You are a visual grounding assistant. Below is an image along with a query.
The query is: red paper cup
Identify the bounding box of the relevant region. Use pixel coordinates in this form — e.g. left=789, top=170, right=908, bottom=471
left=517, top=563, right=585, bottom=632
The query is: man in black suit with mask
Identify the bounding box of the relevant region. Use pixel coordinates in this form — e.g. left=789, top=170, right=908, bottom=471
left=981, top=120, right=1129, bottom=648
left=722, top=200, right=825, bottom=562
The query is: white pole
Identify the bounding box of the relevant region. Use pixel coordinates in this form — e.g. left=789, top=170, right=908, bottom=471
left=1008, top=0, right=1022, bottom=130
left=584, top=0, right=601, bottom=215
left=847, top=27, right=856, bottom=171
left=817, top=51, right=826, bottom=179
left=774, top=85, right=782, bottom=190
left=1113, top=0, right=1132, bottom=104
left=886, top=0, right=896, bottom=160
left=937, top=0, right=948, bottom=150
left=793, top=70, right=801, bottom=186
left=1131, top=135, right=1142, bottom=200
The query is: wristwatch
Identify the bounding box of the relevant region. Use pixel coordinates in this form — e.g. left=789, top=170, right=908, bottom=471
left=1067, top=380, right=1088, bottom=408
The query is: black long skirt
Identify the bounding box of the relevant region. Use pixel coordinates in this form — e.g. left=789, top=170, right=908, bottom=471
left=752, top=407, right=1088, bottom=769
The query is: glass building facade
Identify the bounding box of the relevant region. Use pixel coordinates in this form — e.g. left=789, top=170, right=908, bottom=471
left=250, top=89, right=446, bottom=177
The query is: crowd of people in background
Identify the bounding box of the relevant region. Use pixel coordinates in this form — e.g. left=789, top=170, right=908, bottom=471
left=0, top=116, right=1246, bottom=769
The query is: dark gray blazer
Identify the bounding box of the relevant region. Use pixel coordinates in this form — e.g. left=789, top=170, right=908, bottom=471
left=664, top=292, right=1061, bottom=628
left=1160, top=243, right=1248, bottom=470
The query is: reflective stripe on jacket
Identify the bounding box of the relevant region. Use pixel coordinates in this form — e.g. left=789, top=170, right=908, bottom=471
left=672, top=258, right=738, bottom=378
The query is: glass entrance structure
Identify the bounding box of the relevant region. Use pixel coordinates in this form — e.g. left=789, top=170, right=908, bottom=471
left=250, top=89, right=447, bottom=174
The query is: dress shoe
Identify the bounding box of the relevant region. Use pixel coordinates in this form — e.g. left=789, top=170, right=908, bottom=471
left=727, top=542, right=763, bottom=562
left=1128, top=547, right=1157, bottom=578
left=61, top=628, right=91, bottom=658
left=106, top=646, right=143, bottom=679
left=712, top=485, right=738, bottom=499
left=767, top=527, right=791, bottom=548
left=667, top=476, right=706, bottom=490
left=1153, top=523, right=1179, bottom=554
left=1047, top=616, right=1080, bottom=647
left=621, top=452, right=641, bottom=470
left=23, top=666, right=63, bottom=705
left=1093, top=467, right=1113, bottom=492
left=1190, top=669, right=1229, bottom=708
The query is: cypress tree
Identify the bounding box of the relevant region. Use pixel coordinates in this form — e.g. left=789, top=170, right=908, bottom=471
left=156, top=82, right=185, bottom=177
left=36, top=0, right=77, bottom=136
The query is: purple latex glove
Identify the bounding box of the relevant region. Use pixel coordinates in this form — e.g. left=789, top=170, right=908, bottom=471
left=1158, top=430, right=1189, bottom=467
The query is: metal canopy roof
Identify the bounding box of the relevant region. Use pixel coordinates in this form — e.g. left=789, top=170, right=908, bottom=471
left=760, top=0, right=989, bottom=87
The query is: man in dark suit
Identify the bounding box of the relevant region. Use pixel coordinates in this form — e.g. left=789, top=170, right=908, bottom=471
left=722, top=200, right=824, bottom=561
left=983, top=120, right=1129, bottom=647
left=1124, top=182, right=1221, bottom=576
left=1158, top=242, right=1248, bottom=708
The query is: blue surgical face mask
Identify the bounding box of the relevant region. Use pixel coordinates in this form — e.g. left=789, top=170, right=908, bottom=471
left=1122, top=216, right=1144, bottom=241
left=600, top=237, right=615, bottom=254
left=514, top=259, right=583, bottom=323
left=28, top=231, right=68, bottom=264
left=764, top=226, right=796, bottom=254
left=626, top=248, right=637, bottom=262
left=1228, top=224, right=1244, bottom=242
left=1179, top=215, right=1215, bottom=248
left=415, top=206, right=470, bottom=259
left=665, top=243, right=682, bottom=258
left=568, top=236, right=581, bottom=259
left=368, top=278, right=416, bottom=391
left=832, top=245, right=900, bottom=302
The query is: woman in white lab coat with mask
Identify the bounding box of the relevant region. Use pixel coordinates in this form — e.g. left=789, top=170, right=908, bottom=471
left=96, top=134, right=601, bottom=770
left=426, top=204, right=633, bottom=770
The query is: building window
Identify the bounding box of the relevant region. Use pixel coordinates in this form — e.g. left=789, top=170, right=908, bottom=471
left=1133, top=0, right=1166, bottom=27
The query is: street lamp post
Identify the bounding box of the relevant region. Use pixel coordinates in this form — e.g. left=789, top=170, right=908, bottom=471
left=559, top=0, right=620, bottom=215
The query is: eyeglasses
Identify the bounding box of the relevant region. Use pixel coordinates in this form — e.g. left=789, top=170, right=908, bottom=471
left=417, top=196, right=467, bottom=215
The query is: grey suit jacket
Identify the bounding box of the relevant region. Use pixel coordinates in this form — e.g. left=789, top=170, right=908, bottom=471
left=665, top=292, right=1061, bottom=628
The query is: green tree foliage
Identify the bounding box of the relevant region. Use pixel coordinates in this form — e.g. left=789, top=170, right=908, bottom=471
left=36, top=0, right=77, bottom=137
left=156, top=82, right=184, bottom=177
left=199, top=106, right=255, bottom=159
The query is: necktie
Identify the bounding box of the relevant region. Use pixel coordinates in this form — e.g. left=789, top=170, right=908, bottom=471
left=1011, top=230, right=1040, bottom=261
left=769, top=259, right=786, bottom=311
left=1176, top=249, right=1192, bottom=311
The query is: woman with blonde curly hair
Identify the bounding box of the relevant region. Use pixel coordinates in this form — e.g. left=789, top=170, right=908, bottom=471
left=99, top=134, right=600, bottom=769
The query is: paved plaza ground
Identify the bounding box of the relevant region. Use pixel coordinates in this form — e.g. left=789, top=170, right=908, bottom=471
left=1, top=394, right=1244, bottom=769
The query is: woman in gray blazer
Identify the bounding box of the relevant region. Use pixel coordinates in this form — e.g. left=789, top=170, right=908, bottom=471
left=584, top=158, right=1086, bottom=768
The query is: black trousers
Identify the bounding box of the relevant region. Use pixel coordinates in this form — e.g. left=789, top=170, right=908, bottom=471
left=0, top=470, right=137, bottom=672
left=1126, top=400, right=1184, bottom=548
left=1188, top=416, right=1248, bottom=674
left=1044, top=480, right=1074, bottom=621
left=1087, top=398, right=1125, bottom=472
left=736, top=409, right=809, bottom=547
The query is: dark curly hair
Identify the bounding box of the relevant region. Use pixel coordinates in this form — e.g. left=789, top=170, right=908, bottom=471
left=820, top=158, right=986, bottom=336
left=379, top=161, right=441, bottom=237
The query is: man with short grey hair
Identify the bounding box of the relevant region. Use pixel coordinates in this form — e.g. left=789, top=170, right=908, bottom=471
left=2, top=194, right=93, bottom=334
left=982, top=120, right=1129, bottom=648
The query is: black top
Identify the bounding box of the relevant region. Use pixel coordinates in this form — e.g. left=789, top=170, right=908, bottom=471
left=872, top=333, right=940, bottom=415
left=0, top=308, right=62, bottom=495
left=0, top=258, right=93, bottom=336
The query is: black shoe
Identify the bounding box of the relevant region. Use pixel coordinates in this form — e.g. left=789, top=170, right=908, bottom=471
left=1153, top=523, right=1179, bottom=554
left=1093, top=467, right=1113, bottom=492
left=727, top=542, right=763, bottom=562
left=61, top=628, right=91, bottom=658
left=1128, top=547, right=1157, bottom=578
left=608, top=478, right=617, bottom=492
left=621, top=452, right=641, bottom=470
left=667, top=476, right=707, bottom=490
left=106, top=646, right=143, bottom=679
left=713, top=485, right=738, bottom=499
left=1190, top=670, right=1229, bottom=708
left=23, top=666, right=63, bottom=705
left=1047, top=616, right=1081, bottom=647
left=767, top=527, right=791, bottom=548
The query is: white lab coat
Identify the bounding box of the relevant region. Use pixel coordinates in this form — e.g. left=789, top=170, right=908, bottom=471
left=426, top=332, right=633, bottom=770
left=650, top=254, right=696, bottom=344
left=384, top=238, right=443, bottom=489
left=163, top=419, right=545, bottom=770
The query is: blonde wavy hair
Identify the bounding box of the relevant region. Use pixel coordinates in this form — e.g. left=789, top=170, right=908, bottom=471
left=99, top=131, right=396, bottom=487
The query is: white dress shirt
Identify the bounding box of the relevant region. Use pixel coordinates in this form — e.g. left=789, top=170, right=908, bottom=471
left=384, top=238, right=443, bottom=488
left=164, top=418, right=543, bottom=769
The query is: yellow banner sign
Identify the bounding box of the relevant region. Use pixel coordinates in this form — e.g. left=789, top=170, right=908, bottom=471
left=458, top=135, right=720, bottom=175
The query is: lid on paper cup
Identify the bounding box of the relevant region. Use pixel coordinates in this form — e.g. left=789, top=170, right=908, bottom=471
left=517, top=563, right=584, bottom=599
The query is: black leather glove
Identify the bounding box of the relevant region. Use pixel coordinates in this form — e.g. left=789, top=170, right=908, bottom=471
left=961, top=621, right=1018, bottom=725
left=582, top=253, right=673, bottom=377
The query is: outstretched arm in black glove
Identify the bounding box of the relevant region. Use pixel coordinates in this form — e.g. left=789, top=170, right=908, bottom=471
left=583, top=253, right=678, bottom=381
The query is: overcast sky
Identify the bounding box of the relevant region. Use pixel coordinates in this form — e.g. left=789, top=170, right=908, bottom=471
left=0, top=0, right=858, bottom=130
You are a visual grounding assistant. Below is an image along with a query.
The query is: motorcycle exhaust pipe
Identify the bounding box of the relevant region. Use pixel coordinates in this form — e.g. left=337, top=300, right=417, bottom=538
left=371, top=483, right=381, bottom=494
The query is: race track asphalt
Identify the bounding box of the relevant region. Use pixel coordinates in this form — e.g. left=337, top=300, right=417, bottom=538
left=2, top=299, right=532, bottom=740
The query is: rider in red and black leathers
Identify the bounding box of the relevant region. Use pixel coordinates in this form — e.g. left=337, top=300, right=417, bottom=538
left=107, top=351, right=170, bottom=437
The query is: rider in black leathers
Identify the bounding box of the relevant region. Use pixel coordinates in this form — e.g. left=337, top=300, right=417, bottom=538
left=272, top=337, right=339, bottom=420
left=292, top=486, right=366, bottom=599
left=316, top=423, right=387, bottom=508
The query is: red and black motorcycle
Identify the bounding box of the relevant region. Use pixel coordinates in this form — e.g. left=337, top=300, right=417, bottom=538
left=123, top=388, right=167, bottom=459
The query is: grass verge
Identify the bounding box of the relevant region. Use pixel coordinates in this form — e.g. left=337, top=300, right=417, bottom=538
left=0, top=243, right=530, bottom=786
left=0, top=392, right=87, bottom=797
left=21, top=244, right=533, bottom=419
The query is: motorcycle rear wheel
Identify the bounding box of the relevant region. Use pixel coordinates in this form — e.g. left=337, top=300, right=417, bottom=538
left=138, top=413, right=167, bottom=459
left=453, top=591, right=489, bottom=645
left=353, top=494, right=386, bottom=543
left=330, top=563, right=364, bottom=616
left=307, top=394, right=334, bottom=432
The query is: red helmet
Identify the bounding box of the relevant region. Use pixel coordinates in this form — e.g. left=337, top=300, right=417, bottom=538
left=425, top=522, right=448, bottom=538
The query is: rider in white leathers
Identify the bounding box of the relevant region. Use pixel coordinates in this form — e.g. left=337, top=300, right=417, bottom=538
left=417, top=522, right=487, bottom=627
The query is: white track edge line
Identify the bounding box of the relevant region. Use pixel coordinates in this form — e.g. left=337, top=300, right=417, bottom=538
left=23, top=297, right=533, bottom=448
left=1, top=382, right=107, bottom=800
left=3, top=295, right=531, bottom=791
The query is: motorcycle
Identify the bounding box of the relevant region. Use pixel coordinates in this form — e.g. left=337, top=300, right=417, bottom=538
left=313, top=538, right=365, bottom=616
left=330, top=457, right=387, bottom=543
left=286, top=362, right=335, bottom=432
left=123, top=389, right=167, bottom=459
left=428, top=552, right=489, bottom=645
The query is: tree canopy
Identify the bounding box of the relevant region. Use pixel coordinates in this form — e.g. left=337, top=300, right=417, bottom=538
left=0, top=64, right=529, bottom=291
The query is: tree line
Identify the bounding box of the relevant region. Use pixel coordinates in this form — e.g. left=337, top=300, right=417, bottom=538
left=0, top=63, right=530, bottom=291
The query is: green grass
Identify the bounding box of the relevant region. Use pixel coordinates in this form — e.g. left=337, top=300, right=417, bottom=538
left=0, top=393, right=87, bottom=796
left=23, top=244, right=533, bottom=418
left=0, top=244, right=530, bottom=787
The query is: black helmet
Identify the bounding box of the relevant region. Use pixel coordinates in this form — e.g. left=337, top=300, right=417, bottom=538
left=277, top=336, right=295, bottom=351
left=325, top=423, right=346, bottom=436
************
- TASK DESCRIPTION: Nothing but the lines from the one with "The query is: black helmet" through the end of the data above should be repeated, each exactly as it stands.

- RESPONSE AREA:
The query is: black helmet
Identify the bounding box of the relevant region. Use pixel coordinates in this form — e.g. left=337, top=300, right=417, bottom=538
left=277, top=336, right=295, bottom=351
left=325, top=423, right=346, bottom=436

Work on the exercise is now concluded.